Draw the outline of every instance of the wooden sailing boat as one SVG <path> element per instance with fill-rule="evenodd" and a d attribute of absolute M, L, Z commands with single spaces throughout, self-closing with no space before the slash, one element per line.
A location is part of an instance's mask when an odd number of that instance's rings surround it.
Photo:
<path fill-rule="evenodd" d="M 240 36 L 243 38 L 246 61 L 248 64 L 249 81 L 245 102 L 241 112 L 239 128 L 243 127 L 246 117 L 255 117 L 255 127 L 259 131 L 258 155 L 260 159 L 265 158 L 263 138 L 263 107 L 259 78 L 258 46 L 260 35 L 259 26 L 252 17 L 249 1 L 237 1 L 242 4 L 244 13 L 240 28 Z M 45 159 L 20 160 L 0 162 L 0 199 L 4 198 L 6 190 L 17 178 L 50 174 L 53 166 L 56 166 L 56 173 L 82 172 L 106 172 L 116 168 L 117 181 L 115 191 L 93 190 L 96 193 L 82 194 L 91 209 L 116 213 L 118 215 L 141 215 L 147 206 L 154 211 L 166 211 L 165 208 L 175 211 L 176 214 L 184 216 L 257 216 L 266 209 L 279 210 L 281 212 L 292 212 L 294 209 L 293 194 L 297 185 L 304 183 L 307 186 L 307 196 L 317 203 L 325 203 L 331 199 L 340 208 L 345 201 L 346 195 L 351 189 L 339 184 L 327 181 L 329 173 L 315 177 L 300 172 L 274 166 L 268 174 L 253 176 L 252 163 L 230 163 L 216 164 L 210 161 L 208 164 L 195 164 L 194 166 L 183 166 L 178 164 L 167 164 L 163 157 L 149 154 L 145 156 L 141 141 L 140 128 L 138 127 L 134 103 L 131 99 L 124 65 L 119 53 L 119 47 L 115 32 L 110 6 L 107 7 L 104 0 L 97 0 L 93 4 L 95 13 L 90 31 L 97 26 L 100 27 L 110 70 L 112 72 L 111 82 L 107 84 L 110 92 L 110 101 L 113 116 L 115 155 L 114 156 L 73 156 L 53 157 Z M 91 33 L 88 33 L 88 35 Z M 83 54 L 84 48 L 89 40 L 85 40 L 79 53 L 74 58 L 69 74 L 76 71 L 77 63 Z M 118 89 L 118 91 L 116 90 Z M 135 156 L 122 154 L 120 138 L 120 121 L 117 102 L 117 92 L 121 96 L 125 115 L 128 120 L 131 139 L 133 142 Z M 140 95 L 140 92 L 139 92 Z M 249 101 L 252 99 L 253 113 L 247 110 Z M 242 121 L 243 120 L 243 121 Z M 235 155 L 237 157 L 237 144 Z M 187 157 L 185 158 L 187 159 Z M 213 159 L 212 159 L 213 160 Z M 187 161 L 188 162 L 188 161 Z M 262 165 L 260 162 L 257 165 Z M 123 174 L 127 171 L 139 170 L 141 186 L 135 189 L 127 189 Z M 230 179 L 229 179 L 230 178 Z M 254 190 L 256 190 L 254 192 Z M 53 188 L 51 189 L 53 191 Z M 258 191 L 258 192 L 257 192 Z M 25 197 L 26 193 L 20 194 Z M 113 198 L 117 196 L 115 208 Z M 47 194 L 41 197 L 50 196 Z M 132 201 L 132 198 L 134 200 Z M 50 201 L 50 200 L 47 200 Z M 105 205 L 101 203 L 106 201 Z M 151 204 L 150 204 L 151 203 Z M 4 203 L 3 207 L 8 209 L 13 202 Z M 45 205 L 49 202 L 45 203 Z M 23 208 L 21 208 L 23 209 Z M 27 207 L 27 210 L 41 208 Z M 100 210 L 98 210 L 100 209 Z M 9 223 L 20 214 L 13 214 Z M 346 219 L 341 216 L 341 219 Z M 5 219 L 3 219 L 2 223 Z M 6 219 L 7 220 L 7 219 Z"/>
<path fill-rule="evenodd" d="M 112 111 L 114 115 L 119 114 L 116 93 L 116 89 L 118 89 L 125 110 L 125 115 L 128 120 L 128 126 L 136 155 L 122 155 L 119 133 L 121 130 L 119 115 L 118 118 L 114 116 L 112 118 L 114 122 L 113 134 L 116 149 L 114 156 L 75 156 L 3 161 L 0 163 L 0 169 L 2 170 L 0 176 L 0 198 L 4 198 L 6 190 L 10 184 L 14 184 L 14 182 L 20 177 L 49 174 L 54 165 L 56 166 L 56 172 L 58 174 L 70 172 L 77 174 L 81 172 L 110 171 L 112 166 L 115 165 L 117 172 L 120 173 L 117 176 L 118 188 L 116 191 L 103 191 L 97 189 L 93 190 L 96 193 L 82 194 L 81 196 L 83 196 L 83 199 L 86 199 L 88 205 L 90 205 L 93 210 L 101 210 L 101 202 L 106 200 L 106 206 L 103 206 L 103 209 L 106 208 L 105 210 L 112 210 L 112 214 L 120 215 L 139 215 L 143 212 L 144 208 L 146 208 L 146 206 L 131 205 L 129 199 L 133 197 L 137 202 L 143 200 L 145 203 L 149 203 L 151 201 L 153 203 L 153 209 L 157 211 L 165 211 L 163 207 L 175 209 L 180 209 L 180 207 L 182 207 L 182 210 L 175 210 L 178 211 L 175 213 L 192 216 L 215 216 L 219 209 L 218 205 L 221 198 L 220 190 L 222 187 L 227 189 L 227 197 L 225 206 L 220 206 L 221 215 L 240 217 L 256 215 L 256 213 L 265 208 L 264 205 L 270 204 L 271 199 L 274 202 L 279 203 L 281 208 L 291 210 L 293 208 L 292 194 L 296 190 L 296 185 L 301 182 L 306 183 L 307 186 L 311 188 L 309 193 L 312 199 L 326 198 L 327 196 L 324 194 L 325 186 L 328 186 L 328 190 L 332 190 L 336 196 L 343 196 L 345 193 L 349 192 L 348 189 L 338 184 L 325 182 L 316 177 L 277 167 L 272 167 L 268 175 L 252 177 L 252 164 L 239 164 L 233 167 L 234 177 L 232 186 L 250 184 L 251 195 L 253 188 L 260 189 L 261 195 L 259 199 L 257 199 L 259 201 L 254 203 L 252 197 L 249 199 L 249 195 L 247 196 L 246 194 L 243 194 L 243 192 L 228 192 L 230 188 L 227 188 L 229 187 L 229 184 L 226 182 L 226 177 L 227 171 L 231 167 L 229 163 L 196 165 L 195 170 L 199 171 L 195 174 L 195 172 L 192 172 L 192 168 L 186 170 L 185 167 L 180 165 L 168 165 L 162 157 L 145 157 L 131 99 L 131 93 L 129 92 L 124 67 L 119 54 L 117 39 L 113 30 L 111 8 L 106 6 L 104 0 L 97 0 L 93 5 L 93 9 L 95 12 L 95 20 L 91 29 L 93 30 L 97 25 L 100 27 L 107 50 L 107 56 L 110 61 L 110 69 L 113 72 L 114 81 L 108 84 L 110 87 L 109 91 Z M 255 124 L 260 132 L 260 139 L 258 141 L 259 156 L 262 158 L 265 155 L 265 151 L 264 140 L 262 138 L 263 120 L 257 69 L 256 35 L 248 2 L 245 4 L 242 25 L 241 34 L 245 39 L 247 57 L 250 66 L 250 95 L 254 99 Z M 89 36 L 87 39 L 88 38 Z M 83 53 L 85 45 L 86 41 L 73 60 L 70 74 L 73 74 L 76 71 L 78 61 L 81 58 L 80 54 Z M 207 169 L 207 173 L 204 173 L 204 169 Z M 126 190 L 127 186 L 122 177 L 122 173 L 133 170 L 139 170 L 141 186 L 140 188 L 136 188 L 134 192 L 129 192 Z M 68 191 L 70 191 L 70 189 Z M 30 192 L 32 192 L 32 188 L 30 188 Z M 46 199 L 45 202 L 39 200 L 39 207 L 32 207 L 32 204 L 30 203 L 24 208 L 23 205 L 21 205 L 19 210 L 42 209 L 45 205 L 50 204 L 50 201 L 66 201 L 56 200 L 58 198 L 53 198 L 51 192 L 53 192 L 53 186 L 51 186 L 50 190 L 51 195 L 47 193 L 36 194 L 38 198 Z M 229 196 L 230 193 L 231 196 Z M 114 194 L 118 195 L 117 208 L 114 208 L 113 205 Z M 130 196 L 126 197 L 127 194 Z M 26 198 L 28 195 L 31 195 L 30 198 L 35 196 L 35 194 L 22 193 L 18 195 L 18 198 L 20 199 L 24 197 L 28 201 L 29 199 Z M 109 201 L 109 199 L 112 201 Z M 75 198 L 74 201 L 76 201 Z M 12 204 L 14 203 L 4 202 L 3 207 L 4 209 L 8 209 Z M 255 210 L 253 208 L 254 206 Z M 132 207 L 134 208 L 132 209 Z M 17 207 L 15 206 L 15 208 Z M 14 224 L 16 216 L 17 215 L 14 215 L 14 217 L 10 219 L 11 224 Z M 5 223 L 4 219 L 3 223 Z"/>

What to produce — In the listing above, reproduce the first line and each one after it through the line that contains "A location is".

Final answer —
Draw the outline of every instance of the wooden sailing boat as one SVG <path> element per instance with fill-rule="evenodd" and a d attribute of absolute M, L, Z commands with single spaces throughout, self-closing with no space before the slash, one element per line.
A location is part of an instance's mask when an odd number of that instance's rings surround it.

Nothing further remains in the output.